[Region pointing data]
○ ○ ○

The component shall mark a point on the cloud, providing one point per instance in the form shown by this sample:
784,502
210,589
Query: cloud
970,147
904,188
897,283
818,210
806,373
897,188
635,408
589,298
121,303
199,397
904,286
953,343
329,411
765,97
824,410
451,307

○ ○ ○

### Task statement:
Retype all of the records above, word for word.

### Reply:
The component shall mark a point on the cloud, providing one point per instance in the form shown by this sample:
784,502
210,589
Query: cloud
970,147
904,188
897,283
818,210
806,373
897,188
635,408
589,298
121,303
199,397
904,286
953,343
329,411
765,97
824,410
451,307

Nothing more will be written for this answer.